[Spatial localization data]
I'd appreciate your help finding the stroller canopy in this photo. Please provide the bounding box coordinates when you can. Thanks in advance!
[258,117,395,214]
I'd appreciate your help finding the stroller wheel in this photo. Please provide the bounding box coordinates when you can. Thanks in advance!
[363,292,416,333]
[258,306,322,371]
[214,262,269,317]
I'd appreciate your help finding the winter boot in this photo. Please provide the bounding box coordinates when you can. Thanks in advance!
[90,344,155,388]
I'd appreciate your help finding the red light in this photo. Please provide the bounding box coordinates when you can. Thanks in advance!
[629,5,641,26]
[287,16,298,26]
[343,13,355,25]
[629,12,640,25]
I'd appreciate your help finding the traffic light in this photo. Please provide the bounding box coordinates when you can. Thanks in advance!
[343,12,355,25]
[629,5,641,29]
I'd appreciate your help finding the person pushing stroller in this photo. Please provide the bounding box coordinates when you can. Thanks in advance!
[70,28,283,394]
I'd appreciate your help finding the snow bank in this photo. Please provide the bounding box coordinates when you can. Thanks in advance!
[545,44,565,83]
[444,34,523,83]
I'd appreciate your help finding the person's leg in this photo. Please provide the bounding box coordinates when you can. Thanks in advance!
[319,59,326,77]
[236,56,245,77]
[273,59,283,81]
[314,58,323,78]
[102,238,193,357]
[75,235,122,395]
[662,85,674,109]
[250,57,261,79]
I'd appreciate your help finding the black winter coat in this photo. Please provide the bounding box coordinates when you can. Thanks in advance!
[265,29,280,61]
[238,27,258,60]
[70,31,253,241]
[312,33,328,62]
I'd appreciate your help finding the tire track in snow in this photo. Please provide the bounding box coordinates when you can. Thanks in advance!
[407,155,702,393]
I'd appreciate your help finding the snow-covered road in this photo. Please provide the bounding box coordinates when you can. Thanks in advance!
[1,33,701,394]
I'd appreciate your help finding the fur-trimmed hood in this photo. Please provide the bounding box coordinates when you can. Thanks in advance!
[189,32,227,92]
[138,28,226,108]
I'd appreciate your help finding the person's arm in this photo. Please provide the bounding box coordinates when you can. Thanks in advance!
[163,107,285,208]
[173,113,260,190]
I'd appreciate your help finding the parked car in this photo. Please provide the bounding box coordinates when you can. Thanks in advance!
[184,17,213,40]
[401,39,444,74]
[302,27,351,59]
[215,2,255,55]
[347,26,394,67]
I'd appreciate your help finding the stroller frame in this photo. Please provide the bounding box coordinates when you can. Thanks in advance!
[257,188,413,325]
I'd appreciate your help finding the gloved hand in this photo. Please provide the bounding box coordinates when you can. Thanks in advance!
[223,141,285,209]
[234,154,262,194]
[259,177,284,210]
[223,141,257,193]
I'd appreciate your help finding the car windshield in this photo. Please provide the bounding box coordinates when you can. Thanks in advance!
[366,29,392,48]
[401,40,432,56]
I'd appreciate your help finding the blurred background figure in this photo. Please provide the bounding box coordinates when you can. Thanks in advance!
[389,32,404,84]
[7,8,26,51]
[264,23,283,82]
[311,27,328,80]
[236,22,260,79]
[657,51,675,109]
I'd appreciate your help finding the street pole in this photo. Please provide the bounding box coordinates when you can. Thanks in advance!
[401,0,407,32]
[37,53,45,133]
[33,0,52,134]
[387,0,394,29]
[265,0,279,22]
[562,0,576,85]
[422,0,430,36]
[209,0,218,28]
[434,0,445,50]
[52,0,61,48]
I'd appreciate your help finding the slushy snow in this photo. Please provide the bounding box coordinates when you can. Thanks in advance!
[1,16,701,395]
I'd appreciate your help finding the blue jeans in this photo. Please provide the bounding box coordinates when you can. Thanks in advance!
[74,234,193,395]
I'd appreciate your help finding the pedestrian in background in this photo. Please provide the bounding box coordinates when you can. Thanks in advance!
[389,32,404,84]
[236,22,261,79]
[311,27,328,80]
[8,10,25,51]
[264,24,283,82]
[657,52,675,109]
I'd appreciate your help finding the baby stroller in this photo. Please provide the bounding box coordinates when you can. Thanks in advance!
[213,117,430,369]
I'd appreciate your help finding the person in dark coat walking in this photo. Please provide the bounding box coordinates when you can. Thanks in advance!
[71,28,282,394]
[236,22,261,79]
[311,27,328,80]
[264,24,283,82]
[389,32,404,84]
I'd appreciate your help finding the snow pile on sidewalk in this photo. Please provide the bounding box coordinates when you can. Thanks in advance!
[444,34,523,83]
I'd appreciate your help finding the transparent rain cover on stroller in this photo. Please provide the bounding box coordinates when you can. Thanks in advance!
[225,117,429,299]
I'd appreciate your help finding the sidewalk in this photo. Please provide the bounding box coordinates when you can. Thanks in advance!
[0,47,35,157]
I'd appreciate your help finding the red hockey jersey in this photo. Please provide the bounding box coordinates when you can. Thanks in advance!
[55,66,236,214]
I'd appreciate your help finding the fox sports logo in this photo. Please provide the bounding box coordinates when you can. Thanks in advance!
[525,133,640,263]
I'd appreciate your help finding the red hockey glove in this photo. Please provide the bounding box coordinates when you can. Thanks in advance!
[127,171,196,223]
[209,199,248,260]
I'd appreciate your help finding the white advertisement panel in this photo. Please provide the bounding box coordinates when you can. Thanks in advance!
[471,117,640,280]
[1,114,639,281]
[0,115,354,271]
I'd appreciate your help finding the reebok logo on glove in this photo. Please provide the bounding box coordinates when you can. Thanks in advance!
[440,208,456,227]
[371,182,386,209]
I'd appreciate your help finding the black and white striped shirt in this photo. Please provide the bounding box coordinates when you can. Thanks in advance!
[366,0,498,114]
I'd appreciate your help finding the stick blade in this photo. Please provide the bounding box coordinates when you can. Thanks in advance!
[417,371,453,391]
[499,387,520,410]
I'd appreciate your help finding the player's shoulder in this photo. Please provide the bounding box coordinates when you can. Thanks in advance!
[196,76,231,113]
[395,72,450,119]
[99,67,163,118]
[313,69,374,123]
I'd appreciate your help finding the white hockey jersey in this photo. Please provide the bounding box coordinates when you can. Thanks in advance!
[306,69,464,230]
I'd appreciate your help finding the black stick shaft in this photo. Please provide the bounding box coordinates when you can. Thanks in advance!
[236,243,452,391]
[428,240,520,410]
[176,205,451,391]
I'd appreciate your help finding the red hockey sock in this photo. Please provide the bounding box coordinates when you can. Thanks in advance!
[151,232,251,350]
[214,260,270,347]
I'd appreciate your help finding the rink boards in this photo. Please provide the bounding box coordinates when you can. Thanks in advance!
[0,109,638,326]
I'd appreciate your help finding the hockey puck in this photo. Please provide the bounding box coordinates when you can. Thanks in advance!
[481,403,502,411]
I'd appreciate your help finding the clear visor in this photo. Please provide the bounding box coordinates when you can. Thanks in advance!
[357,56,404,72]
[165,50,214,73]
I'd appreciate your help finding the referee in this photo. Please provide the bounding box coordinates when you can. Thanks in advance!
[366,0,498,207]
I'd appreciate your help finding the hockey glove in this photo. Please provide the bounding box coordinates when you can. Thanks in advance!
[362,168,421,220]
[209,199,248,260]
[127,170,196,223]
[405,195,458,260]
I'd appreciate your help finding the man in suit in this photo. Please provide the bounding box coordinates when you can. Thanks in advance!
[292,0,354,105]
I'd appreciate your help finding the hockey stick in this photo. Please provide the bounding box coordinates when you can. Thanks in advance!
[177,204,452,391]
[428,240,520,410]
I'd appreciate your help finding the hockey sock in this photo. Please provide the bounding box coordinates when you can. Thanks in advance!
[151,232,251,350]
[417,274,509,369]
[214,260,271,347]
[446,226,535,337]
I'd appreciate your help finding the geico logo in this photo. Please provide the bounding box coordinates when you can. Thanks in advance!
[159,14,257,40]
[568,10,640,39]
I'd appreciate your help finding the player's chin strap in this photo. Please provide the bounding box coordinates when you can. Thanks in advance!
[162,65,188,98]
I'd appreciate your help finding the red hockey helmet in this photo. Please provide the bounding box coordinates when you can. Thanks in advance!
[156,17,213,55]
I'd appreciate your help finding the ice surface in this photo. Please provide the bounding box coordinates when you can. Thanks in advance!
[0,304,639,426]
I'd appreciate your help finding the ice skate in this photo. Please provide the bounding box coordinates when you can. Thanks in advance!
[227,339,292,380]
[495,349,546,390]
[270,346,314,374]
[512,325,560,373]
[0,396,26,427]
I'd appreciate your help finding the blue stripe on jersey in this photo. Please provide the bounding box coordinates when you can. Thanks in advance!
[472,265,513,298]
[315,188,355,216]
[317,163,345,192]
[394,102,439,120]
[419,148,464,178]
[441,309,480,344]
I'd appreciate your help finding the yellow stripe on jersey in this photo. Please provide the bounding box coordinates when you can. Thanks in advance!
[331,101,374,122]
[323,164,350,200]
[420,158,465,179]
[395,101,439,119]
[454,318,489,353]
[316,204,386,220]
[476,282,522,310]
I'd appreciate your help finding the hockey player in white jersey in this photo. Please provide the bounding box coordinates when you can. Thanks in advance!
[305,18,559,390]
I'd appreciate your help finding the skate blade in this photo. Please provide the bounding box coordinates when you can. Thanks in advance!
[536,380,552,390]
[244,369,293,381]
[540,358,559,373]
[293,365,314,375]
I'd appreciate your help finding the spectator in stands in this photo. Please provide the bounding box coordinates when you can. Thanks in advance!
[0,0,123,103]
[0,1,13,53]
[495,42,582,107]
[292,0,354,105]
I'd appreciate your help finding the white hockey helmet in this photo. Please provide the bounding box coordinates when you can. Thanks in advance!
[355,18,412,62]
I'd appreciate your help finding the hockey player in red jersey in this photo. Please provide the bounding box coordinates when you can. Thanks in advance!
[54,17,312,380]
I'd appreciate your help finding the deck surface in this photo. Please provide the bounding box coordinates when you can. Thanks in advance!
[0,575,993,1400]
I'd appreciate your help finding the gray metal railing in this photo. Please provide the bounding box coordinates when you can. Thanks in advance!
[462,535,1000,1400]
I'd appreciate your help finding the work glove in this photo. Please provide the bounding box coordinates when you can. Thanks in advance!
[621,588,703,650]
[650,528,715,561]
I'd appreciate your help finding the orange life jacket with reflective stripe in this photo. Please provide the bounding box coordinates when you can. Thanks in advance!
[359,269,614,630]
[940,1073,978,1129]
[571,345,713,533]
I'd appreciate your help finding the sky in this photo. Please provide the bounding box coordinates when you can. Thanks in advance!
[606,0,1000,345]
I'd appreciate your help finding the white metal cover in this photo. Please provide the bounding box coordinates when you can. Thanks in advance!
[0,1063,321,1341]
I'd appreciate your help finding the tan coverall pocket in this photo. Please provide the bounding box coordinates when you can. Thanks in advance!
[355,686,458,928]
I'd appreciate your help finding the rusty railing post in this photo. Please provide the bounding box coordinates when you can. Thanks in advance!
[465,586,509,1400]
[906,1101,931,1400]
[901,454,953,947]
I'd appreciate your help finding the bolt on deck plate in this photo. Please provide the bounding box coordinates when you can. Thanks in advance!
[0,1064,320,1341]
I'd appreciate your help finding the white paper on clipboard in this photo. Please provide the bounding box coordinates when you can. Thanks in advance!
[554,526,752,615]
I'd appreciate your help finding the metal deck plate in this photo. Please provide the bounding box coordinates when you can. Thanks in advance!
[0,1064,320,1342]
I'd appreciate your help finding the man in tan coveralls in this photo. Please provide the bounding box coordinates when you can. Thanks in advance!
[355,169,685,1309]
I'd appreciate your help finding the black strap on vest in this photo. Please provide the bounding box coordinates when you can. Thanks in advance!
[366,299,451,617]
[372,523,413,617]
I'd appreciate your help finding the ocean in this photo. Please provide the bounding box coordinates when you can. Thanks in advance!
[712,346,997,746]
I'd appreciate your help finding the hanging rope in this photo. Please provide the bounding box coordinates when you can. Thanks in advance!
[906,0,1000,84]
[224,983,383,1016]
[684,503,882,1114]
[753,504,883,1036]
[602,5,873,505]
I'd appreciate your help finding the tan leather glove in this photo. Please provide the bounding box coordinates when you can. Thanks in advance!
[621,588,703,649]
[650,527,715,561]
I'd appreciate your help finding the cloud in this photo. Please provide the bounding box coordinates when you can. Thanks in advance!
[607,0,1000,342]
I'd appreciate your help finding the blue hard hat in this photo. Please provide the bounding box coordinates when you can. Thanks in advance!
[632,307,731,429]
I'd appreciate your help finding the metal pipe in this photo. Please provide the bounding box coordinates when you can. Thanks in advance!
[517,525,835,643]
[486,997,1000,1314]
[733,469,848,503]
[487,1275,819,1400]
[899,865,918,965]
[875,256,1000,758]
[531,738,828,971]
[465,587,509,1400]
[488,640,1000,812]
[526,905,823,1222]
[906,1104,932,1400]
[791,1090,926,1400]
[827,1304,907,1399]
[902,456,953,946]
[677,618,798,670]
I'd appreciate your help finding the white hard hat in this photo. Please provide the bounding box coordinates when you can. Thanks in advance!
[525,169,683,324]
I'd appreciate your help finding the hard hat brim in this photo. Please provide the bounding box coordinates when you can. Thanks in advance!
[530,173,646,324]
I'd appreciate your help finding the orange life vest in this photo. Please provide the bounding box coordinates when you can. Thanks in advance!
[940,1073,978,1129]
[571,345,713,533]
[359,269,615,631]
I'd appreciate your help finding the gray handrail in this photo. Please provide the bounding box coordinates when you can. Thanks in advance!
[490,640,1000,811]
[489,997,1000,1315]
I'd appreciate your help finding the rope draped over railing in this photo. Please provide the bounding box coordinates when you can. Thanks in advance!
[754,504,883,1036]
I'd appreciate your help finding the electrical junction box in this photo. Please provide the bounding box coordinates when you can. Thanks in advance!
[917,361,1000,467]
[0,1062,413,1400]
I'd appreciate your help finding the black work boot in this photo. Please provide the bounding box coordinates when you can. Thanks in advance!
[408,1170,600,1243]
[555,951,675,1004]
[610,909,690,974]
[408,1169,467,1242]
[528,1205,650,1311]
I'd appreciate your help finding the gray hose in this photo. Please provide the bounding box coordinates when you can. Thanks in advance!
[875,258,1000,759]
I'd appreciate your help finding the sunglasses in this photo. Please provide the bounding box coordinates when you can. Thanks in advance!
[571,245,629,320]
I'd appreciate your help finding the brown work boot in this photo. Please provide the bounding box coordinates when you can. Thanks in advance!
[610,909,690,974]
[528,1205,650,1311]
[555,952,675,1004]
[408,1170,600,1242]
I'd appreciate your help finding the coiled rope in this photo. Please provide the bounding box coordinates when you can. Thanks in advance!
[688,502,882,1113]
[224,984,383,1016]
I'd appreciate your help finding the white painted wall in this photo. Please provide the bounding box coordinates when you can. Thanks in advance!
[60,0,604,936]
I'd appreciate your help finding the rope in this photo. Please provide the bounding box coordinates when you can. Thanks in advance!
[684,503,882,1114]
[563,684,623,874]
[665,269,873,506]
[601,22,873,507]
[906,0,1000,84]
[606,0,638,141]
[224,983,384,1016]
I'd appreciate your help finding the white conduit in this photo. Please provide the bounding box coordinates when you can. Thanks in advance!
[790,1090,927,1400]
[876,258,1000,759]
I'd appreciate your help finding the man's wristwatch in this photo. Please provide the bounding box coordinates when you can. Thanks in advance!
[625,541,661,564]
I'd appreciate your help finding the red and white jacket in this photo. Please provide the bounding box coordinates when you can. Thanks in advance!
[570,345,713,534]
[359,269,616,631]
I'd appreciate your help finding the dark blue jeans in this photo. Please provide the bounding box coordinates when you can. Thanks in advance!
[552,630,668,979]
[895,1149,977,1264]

* **Exercise description**
Give back exactly the lines running from the line that has "I'd appreciate your help finding the white conduit" to the end of the entries above.

* **Reply to the task**
I'd appreciate your help finding the white conduit in this photo. Please provide the bounding box coordinates when you can. Thanks in advance!
[790,1090,927,1400]
[876,258,1000,759]
I'd appreciate your help finding the man's wristwatch in this photo. Please provide the bounding box coordinates when you can. Thanks in advance!
[625,541,661,564]
I'd appreciate your help finding the red and white jacket in this photo. Please provide the bounding box coordinates when you can. Thanks in advance!
[570,345,713,534]
[359,269,616,631]
I'd appreciate your help finding the dark blue jeans in this photo. Please provide the bounding box coordinates when you can. Thanks in advance!
[552,630,668,979]
[895,1149,977,1264]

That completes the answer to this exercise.